> [Instructions to follow]
What is the count of lines below that include "ponytail"? Reply with nothing else.
⁂
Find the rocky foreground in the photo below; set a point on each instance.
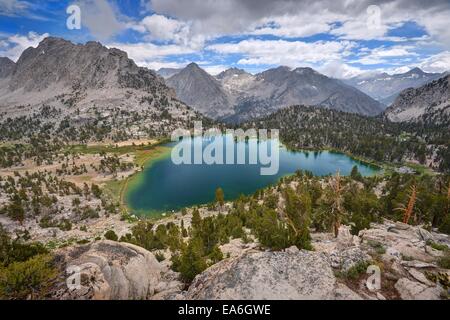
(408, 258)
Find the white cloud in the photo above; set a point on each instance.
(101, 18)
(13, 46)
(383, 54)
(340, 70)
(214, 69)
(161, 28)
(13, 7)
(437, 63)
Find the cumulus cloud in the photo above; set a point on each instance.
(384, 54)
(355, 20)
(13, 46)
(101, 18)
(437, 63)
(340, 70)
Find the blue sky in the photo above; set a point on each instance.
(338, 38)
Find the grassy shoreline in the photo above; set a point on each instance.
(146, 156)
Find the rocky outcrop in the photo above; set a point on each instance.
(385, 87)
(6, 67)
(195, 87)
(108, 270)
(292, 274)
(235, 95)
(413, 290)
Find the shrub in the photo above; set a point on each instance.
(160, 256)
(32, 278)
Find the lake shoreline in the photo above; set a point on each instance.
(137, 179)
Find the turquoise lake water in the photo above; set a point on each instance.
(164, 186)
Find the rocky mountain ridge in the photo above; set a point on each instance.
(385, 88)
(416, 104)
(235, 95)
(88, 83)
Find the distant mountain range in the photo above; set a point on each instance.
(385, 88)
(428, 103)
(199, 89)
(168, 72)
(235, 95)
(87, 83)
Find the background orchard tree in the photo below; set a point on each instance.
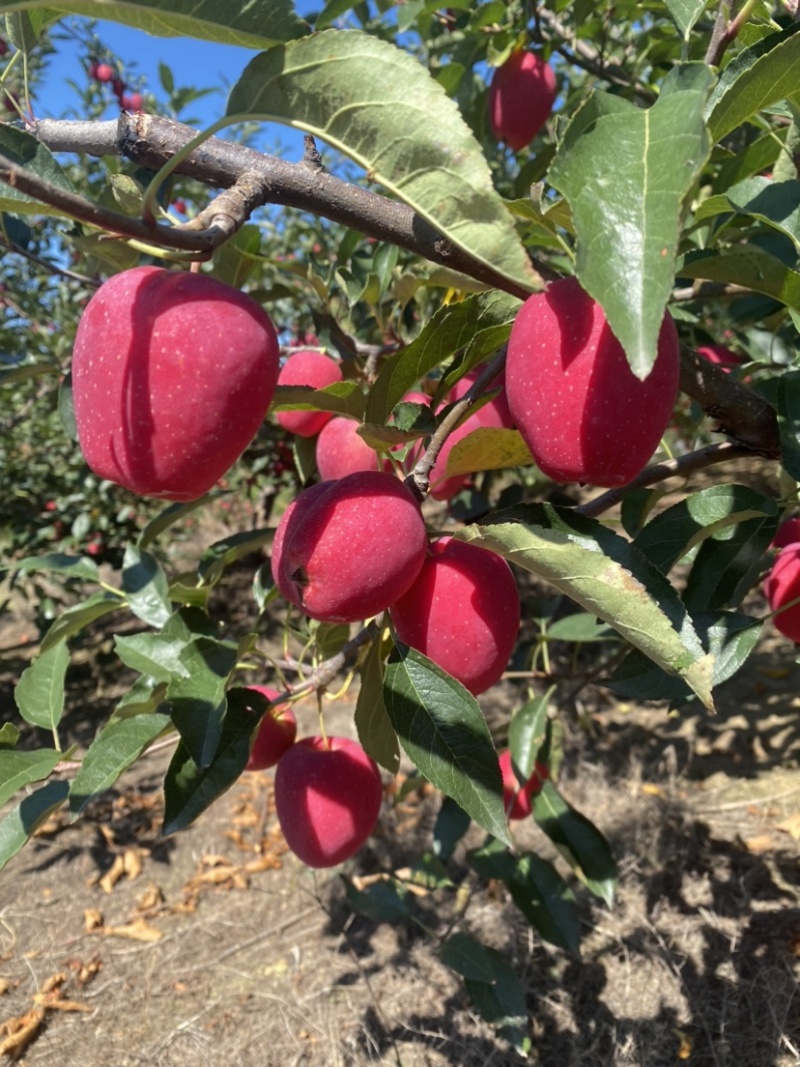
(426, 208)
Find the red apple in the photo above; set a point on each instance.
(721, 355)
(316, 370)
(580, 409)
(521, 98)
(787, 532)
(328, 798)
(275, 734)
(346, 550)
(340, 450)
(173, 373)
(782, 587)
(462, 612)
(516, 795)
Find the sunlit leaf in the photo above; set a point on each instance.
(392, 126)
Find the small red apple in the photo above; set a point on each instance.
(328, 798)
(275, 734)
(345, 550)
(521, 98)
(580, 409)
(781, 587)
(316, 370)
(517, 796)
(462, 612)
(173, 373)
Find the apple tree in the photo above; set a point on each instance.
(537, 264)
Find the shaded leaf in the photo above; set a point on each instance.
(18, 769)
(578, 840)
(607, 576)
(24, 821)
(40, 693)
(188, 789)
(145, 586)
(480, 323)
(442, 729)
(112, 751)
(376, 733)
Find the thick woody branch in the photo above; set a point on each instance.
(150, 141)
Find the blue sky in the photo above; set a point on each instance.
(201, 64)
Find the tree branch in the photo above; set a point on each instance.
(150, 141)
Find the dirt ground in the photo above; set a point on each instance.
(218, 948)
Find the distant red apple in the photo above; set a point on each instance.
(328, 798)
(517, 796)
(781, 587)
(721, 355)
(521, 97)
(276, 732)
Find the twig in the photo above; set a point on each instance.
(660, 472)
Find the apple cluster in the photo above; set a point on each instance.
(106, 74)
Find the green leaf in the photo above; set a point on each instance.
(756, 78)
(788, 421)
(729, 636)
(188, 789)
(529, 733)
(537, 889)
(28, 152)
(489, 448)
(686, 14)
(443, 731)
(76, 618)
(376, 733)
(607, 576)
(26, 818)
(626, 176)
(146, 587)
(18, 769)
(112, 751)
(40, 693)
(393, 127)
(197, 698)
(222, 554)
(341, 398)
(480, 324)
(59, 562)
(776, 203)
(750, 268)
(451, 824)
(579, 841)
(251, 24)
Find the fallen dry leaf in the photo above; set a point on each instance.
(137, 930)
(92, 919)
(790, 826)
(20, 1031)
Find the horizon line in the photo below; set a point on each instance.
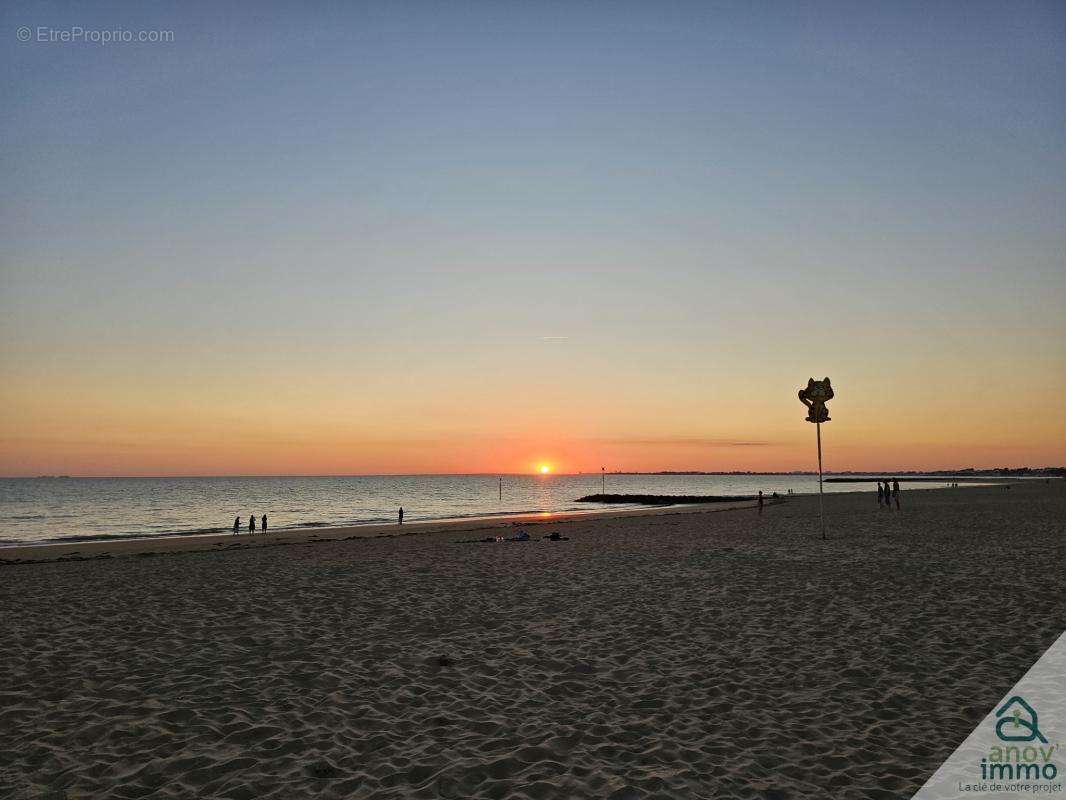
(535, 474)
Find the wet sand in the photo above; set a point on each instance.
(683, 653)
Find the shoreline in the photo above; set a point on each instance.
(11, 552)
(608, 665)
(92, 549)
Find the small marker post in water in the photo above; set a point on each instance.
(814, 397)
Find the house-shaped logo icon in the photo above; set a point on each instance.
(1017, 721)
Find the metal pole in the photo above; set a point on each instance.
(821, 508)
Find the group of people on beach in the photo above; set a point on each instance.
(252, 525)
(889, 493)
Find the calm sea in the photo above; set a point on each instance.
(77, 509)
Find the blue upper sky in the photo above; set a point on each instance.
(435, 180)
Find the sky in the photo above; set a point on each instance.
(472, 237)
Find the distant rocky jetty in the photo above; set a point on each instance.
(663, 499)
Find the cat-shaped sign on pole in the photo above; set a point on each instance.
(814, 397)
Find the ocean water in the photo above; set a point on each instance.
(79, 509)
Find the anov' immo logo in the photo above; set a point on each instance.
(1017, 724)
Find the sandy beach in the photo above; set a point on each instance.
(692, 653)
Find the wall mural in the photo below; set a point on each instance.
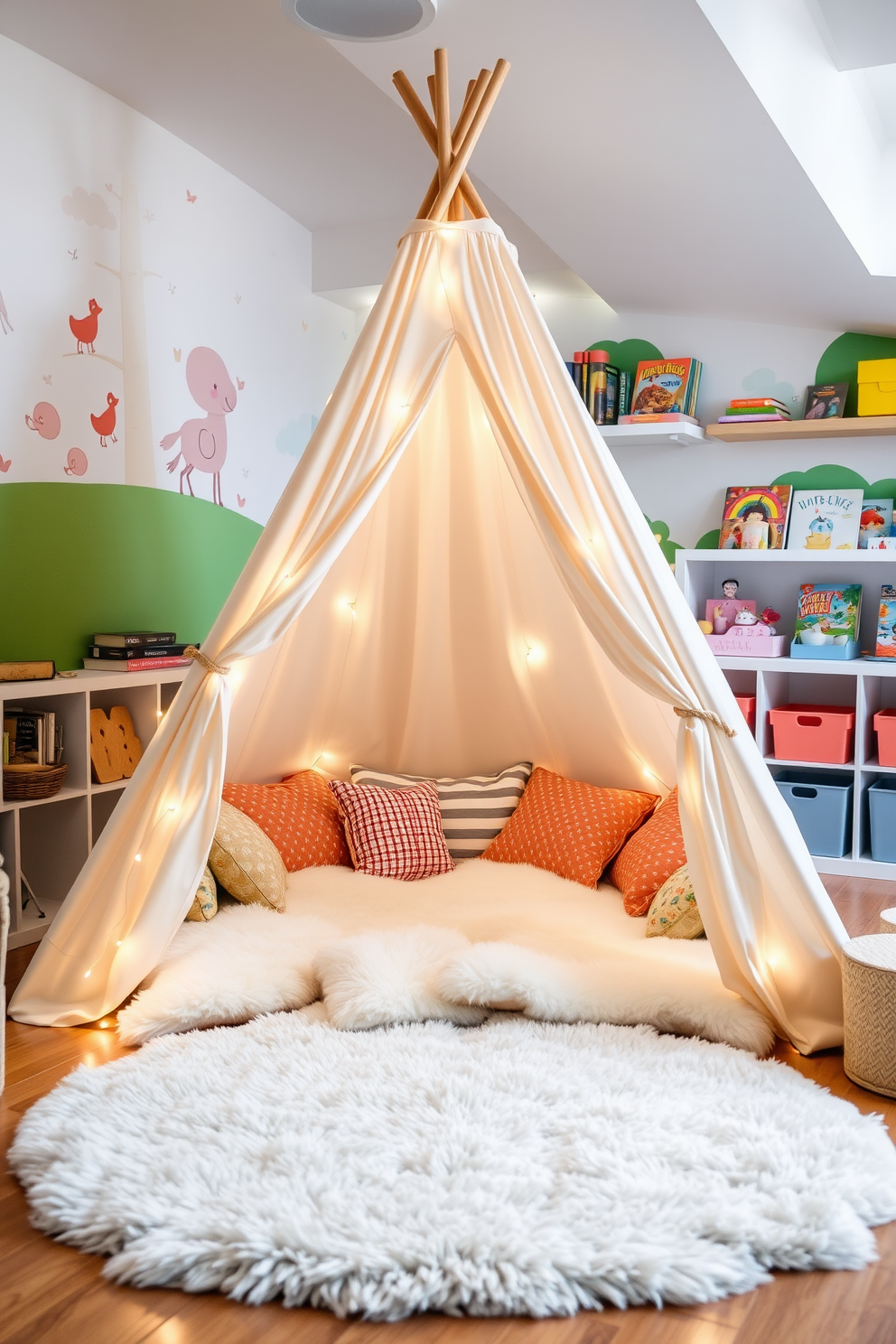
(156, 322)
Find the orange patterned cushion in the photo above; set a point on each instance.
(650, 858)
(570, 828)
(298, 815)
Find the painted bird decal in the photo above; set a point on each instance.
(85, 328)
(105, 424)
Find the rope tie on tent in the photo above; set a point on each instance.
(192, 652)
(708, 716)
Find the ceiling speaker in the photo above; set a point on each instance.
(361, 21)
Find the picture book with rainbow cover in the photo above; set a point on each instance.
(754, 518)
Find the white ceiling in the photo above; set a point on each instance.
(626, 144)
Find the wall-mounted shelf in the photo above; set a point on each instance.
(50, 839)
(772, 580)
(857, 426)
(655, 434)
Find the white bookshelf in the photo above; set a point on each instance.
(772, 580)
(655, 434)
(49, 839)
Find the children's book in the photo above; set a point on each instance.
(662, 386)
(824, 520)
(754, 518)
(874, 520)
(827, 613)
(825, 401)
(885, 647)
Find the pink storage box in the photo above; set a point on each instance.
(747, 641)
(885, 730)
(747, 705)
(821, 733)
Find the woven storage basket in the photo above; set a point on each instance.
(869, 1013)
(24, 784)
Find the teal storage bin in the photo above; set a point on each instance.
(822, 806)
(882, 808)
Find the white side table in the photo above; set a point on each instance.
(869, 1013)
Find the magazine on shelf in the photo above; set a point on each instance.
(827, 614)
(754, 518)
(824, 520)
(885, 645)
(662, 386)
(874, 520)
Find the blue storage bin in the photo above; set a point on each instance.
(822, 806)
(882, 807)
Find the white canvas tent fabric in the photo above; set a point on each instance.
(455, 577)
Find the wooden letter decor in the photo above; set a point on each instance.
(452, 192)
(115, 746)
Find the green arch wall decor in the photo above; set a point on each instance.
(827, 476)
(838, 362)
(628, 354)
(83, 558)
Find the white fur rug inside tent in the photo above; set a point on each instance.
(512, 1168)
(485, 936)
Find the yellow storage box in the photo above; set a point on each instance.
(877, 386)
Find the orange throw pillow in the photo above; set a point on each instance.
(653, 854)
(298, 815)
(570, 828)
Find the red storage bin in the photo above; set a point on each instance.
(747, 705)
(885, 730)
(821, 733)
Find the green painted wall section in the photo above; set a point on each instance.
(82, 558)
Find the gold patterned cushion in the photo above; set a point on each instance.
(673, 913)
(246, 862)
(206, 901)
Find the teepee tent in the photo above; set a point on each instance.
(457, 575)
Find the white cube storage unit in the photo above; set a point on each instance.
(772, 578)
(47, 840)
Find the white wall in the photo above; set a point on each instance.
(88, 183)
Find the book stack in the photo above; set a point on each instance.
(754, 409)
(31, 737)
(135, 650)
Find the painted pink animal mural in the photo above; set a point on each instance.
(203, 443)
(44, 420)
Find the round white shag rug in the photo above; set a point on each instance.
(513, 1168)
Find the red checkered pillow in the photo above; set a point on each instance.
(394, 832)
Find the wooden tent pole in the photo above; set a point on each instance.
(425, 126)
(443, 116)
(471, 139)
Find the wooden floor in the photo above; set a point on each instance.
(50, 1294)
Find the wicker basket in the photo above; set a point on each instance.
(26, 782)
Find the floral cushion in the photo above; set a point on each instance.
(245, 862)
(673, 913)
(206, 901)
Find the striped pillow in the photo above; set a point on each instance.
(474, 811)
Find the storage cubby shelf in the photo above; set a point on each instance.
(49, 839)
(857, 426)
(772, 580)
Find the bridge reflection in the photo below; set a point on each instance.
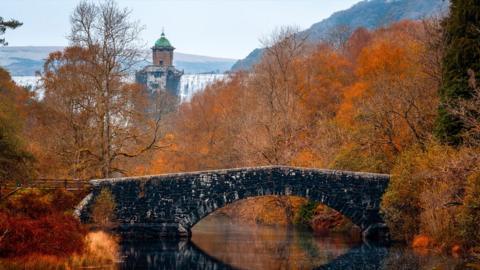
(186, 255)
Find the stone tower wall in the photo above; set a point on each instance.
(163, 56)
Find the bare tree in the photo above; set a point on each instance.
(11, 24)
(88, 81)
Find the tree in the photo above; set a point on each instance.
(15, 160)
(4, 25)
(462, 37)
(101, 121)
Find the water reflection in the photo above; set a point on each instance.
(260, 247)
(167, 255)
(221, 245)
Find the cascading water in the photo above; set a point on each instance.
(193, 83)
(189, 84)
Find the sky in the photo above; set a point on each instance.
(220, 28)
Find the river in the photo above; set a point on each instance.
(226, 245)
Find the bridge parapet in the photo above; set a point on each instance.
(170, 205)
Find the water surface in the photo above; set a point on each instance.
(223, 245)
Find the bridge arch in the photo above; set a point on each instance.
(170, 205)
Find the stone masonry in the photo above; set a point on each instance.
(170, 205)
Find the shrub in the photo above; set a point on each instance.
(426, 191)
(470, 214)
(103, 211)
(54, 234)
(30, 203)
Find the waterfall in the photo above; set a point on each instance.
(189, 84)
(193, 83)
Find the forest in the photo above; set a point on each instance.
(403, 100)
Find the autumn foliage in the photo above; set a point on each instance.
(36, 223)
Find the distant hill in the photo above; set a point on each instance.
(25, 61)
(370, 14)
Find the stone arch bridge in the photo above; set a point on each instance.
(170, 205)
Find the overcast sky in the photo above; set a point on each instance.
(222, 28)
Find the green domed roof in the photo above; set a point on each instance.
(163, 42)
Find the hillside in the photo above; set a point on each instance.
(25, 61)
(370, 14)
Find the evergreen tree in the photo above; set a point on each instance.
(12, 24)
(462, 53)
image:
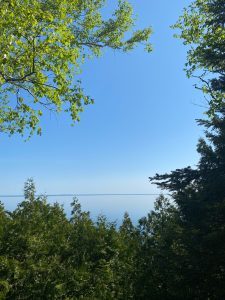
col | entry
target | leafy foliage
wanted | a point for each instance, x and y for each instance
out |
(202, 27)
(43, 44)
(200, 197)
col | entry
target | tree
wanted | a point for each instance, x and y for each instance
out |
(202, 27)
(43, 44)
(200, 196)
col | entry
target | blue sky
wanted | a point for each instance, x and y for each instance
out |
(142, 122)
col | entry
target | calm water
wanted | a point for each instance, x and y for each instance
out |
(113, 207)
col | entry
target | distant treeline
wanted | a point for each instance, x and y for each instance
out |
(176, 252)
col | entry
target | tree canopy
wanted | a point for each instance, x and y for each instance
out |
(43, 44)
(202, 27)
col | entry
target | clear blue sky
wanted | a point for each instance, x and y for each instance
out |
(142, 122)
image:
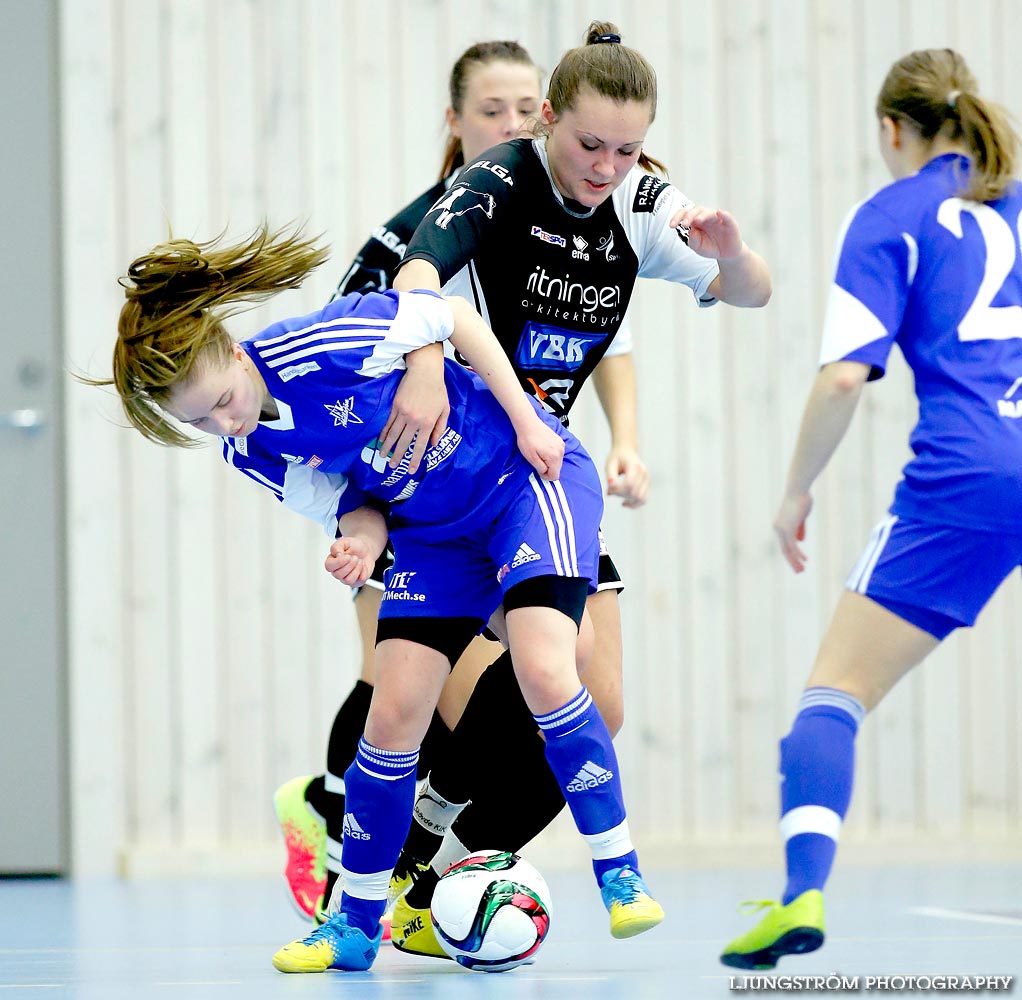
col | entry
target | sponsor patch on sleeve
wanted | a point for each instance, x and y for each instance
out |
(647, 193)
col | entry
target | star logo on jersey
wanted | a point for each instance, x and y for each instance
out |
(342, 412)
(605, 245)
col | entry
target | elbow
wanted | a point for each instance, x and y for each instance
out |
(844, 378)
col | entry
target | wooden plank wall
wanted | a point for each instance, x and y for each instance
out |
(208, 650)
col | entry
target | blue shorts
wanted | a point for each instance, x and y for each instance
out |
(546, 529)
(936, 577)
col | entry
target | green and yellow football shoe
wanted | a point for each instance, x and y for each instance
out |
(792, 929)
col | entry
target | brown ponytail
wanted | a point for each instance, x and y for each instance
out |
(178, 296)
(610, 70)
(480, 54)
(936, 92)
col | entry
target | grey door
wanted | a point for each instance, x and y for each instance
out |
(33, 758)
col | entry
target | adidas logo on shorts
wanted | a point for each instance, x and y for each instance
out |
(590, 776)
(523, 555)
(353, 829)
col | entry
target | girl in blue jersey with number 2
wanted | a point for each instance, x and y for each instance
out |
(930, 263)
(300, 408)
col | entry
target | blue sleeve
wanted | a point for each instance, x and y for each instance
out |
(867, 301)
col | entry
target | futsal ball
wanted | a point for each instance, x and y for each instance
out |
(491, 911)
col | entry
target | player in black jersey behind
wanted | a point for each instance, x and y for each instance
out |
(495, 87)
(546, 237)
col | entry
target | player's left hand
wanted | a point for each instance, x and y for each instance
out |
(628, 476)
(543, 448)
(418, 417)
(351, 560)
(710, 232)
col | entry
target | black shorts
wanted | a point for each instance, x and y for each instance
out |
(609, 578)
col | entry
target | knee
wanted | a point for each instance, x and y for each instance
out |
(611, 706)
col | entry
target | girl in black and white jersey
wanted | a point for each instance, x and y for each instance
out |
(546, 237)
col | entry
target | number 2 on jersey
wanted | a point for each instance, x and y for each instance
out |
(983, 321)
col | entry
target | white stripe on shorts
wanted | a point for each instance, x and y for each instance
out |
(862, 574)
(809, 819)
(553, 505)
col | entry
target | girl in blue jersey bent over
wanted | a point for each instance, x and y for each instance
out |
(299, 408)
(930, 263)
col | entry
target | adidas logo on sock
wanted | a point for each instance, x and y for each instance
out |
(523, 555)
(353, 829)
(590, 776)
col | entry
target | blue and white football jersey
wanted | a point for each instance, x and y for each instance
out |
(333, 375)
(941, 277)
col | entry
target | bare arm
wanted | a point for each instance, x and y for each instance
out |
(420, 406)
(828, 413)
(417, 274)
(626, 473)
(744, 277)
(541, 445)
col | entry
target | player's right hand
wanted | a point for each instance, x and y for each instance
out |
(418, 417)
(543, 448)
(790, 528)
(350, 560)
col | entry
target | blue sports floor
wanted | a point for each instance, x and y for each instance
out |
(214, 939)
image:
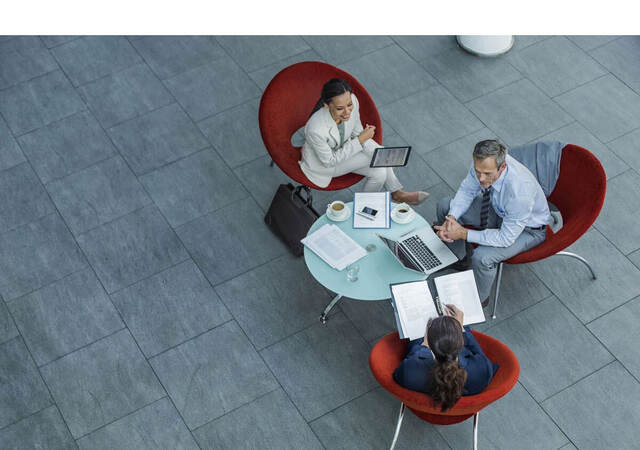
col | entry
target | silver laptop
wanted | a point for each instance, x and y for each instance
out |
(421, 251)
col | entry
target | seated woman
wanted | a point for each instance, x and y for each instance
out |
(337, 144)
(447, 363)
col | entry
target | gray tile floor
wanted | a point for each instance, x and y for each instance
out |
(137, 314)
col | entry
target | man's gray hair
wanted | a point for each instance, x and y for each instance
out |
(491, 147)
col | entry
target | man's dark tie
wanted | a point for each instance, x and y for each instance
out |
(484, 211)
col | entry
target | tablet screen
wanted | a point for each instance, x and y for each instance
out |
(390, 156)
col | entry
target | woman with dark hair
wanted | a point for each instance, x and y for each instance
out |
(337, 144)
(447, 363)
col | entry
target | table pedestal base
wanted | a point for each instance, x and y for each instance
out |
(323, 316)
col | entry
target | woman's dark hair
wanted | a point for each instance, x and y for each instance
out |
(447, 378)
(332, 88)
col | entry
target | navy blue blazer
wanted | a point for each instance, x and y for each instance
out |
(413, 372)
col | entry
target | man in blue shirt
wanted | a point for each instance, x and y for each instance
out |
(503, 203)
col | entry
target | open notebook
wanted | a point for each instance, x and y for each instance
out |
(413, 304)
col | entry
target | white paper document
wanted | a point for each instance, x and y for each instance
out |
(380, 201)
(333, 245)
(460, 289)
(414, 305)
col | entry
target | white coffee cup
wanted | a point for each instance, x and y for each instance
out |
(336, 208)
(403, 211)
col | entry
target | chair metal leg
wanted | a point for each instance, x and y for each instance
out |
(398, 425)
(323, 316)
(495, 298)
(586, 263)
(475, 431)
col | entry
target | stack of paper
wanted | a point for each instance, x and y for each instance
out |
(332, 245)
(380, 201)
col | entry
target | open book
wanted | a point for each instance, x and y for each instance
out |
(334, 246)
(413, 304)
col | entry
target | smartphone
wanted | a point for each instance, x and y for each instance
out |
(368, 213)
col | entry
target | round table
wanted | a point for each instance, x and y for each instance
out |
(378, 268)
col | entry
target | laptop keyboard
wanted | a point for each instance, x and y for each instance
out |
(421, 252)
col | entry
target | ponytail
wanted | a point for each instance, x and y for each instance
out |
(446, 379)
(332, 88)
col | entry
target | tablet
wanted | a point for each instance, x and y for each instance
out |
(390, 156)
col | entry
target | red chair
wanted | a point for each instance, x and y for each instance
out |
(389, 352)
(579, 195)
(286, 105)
⁂
> [Written response]
2